Arrange the data from its start through the line holding "556,143 -> 672,340", inclusive, as a two-column CSV with the headers input and output. Give one row per text-and-answer pair, put each in one quoted field with line breaks turned into spaces, and leave out the pictures.

>> START Provided data

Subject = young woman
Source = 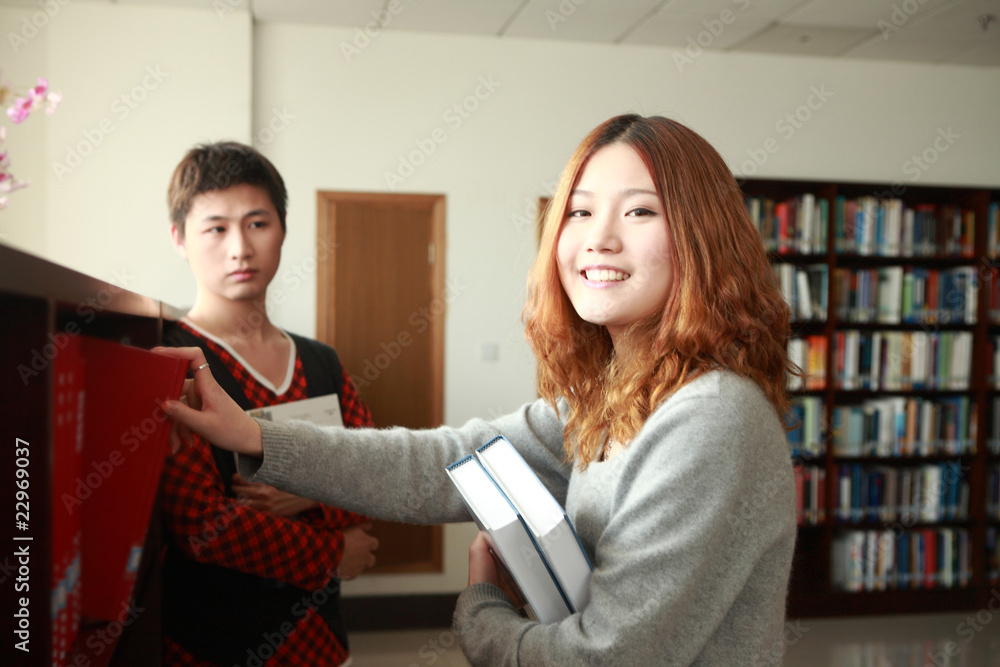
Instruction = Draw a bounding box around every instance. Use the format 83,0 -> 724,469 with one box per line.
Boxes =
160,115 -> 795,665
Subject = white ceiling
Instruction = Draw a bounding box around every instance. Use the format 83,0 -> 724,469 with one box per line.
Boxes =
0,0 -> 1000,67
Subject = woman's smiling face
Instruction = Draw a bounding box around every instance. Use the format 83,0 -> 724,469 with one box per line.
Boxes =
556,143 -> 672,340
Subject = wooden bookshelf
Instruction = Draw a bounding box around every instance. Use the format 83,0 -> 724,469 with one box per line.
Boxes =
741,179 -> 1000,618
0,246 -> 176,666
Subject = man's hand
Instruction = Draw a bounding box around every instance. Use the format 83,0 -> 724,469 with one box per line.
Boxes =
337,523 -> 378,580
153,347 -> 264,457
233,473 -> 319,517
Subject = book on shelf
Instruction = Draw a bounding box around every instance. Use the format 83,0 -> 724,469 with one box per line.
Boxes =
831,396 -> 978,458
831,527 -> 972,592
833,195 -> 976,257
77,337 -> 189,621
833,329 -> 973,391
747,193 -> 830,255
447,436 -> 592,623
836,461 -> 969,525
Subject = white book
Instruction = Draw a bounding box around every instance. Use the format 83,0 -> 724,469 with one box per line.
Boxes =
446,456 -> 570,623
476,436 -> 593,612
795,269 -> 814,320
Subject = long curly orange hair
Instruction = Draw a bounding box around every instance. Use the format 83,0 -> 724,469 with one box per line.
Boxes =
523,114 -> 797,468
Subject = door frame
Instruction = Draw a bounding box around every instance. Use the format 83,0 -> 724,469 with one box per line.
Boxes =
316,190 -> 447,574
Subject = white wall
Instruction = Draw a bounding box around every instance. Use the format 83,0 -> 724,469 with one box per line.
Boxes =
0,0 -> 253,303
254,24 -> 1000,593
0,0 -> 1000,594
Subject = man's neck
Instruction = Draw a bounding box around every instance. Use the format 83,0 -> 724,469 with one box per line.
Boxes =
186,295 -> 278,347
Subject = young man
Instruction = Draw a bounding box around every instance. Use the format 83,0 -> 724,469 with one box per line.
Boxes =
163,142 -> 378,667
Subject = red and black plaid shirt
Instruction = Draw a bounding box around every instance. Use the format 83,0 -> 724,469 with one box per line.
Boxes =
163,322 -> 372,667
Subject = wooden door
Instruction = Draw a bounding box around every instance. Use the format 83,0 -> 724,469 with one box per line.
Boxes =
317,192 -> 446,573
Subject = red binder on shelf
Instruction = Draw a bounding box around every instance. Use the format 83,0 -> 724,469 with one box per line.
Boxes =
50,337 -> 84,667
73,337 -> 188,621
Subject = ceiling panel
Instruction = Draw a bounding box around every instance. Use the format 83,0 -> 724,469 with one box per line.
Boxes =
735,23 -> 871,57
392,0 -> 524,35
250,0 -> 386,27
505,0 -> 661,43
783,0 -> 956,31
624,12 -> 773,53
0,0 -> 1000,67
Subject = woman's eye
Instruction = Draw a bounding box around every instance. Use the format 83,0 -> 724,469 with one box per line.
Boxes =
626,206 -> 656,217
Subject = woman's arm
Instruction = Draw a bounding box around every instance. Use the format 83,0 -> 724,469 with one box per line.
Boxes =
156,348 -> 569,523
240,394 -> 569,523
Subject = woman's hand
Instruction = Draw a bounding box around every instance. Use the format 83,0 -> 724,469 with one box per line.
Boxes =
153,347 -> 264,457
337,523 -> 378,580
469,531 -> 527,609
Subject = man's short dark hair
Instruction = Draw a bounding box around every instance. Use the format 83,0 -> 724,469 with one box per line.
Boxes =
167,141 -> 288,238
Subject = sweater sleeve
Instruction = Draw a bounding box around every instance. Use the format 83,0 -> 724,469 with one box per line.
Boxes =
455,376 -> 795,667
239,401 -> 569,524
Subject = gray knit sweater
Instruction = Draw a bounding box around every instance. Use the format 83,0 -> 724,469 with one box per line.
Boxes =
241,371 -> 795,667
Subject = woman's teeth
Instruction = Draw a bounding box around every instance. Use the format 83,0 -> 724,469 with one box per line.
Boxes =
583,269 -> 630,283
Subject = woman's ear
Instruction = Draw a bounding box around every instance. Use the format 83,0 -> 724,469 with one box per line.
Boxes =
170,222 -> 187,259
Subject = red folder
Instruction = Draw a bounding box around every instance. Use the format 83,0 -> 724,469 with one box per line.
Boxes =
50,337 -> 84,667
78,337 -> 189,621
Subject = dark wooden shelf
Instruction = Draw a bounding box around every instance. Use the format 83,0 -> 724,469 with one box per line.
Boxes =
0,245 -> 170,667
752,179 -> 1000,618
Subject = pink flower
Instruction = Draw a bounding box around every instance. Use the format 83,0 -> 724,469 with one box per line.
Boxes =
7,97 -> 31,124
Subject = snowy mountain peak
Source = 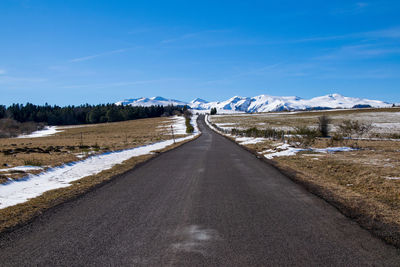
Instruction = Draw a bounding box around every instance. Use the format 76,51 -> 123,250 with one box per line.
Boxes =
116,94 -> 392,113
190,98 -> 208,104
150,96 -> 168,101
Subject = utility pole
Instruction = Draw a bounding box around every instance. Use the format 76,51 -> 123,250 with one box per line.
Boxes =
171,125 -> 175,144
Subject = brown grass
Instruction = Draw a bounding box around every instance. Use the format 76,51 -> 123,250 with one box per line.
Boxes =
213,108 -> 400,247
0,118 -> 184,183
0,133 -> 198,236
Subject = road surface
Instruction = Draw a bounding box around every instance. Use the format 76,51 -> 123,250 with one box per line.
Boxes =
0,115 -> 400,266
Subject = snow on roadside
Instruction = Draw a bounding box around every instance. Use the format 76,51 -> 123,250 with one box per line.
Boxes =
206,115 -> 356,159
157,115 -> 188,135
383,176 -> 400,180
236,137 -> 267,145
0,116 -> 199,209
17,126 -> 62,138
0,166 -> 43,172
264,147 -> 356,159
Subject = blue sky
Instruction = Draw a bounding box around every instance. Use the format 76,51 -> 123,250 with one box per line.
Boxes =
0,0 -> 400,105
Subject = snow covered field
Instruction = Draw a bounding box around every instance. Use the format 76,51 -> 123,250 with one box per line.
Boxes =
0,116 -> 200,209
212,109 -> 400,137
206,116 -> 355,159
17,126 -> 62,138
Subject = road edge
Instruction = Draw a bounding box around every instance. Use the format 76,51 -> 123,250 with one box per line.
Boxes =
204,116 -> 400,249
0,128 -> 202,239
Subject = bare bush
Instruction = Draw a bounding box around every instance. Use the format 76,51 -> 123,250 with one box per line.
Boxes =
338,120 -> 372,138
318,115 -> 331,137
292,126 -> 320,147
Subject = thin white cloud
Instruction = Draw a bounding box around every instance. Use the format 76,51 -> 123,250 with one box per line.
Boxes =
0,75 -> 47,84
62,78 -> 177,89
364,26 -> 400,39
69,49 -> 128,62
356,2 -> 369,8
314,44 -> 400,60
161,30 -> 231,44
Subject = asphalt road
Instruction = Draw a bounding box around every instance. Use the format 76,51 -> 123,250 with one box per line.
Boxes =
0,116 -> 400,266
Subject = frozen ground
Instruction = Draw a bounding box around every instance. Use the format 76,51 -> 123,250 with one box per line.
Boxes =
206,116 -> 354,159
17,126 -> 62,138
209,110 -> 400,134
0,116 -> 199,209
157,115 -> 188,135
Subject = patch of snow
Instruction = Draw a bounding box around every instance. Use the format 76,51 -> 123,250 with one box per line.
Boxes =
0,166 -> 43,172
264,147 -> 356,159
236,137 -> 267,145
0,116 -> 199,209
17,126 -> 62,138
383,176 -> 400,180
312,147 -> 357,153
264,147 -> 310,159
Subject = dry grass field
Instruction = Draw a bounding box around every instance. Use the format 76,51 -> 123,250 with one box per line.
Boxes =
0,117 -> 182,183
210,108 -> 400,245
0,118 -> 197,233
212,107 -> 400,137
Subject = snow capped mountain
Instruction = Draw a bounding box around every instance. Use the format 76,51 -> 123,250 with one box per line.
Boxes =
116,94 -> 392,113
115,96 -> 187,107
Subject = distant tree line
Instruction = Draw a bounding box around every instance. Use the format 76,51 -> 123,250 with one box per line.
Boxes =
0,103 -> 186,125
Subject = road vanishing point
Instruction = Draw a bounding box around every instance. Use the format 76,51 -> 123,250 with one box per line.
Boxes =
0,118 -> 400,266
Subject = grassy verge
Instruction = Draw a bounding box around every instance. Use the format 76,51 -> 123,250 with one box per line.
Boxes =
0,117 -> 188,183
208,114 -> 400,247
0,135 -> 199,236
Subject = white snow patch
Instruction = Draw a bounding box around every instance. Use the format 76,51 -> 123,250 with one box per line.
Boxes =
17,126 -> 62,138
157,116 -> 188,135
264,147 -> 308,159
312,147 -> 356,153
0,166 -> 43,172
0,116 -> 199,209
236,137 -> 267,145
383,176 -> 400,180
264,147 -> 356,159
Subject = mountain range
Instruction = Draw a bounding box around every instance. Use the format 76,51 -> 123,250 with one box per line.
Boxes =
115,94 -> 392,113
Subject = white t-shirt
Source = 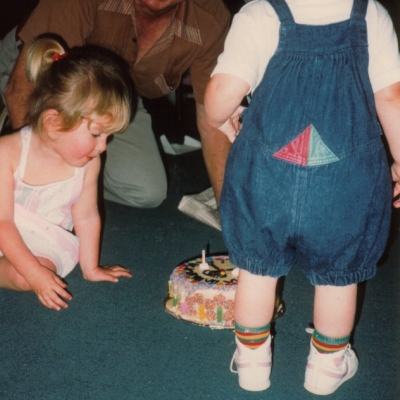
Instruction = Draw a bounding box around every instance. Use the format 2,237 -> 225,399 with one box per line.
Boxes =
211,0 -> 400,93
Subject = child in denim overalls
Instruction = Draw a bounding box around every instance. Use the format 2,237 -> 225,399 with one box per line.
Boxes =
205,0 -> 400,395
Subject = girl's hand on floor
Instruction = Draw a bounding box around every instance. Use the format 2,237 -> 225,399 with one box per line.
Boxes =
392,162 -> 400,208
83,265 -> 132,282
25,266 -> 72,311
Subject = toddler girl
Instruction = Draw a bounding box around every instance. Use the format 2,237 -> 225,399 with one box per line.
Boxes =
0,38 -> 131,310
205,0 -> 400,395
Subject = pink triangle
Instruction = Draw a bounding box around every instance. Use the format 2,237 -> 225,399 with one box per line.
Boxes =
274,125 -> 311,166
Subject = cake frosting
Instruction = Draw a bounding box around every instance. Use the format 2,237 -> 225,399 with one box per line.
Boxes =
165,255 -> 239,329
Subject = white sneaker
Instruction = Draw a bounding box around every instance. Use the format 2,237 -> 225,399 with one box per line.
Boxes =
304,344 -> 358,395
230,335 -> 272,391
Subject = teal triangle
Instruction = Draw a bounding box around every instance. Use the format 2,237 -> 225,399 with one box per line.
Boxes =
307,125 -> 339,167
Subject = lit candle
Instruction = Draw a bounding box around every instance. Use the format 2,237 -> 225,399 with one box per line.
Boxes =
199,250 -> 209,271
181,302 -> 188,314
199,304 -> 206,320
217,307 -> 222,324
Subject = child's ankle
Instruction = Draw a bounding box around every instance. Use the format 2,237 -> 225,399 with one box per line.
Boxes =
235,322 -> 270,350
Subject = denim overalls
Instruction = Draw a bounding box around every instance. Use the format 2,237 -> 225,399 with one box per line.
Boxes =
220,0 -> 392,286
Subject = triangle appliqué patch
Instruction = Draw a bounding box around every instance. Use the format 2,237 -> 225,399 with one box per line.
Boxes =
274,125 -> 339,167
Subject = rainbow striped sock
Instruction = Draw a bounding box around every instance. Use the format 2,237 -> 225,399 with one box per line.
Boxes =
311,329 -> 350,353
235,322 -> 270,350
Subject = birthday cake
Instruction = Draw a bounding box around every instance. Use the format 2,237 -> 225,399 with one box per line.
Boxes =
165,255 -> 239,329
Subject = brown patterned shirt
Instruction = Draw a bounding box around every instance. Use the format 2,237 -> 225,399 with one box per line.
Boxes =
19,0 -> 230,104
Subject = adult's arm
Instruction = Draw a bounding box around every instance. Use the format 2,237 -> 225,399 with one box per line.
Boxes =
375,82 -> 400,208
196,103 -> 231,203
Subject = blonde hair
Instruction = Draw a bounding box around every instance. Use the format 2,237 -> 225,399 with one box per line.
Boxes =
26,38 -> 135,134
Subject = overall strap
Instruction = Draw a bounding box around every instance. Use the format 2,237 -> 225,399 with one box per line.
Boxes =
350,0 -> 368,21
267,0 -> 294,23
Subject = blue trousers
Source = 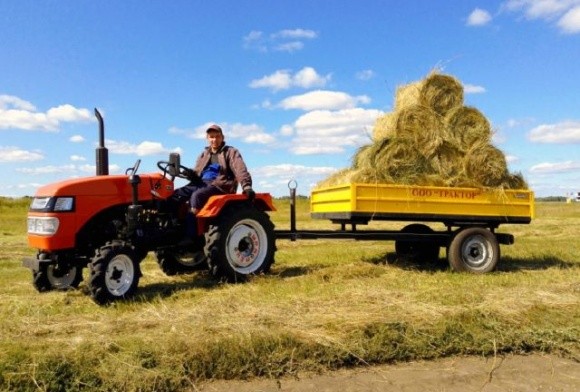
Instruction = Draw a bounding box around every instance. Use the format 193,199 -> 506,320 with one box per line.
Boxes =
171,184 -> 223,237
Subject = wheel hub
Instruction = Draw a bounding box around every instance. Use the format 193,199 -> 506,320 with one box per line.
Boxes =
105,255 -> 135,296
227,224 -> 261,268
463,237 -> 490,268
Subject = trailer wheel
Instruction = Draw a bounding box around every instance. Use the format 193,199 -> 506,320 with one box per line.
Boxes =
205,205 -> 276,283
155,249 -> 207,276
395,223 -> 439,263
32,263 -> 83,293
89,242 -> 141,305
447,227 -> 499,274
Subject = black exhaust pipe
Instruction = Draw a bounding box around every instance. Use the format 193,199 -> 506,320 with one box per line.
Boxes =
95,108 -> 109,176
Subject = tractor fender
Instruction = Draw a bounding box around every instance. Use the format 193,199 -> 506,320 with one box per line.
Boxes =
196,193 -> 276,234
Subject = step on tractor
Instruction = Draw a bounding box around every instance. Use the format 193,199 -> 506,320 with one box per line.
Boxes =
23,109 -> 276,304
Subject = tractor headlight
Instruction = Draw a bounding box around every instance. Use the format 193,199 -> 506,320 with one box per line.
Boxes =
28,216 -> 59,235
53,197 -> 75,211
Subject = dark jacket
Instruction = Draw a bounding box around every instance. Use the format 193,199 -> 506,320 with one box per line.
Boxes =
194,143 -> 252,193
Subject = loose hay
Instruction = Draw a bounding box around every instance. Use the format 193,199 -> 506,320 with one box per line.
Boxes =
395,81 -> 423,112
395,105 -> 443,153
464,142 -> 509,187
420,73 -> 463,116
317,73 -> 527,190
373,113 -> 397,141
445,106 -> 492,148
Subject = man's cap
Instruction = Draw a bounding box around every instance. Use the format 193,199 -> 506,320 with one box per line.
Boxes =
205,124 -> 223,134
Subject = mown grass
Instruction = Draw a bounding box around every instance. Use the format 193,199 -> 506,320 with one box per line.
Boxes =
0,199 -> 580,391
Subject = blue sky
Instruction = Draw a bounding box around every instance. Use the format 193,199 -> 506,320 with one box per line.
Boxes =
0,0 -> 580,196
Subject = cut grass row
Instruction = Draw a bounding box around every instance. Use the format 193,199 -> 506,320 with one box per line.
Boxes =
0,200 -> 580,391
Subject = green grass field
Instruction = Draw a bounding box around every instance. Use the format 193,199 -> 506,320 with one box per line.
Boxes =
0,199 -> 580,391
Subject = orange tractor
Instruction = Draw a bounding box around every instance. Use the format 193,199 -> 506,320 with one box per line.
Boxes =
23,109 -> 276,304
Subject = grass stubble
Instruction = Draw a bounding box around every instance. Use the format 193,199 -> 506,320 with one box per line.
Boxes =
0,199 -> 580,391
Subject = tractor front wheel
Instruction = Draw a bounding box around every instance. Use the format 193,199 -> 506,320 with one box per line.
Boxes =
89,242 -> 141,305
205,206 -> 276,282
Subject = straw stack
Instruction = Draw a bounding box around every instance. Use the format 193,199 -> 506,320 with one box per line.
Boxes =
317,72 -> 527,189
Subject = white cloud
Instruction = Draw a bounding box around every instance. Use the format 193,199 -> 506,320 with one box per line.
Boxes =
277,90 -> 370,111
463,84 -> 486,94
250,70 -> 292,91
530,161 -> 580,174
252,163 -> 336,178
222,123 -> 275,144
0,146 -> 44,163
105,140 -> 181,157
466,8 -> 491,26
249,67 -> 331,92
558,6 -> 580,34
528,121 -> 580,143
0,95 -> 36,112
16,163 -> 119,178
272,29 -> 318,39
0,95 -> 92,132
502,0 -> 580,34
16,164 -> 77,175
243,28 -> 318,53
274,41 -> 304,53
188,122 -> 276,144
503,0 -> 577,19
290,108 -> 382,155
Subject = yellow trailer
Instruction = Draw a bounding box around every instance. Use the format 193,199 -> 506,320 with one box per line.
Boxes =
276,183 -> 534,273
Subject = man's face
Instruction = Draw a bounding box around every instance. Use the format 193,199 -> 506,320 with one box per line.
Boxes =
207,131 -> 224,151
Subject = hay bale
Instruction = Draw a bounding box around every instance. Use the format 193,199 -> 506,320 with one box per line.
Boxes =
463,142 -> 509,187
444,106 -> 492,148
395,105 -> 444,155
502,172 -> 528,189
314,168 -> 355,189
428,140 -> 465,179
420,72 -> 463,116
375,139 -> 431,184
318,73 -> 527,193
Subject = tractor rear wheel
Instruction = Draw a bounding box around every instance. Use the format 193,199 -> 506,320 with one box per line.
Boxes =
89,242 -> 141,305
204,205 -> 276,283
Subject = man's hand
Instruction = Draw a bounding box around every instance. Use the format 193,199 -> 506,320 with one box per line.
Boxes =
244,188 -> 256,203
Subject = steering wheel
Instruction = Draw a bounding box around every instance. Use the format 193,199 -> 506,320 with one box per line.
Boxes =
157,161 -> 198,181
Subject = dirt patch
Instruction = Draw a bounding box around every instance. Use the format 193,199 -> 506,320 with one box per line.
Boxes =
193,355 -> 580,392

>> END Provided data

# The output
input,output
"Subject = young woman Source = Instruction = Draw a bounding box around every instance. Use the format 83,0 -> 724,469 with one box per line. Boxes =","160,115 -> 795,665"
"Subject = white ceiling Instruction = Draw a bounding box around every instance. Use the format 83,0 -> 724,469 with one box per line. Boxes =","0,0 -> 1000,67"
"Subject = woman's smiling face Instruction = Draw a bounding box around every instance. Use the format 83,0 -> 724,469 with one box per line. Boxes =","556,143 -> 672,340"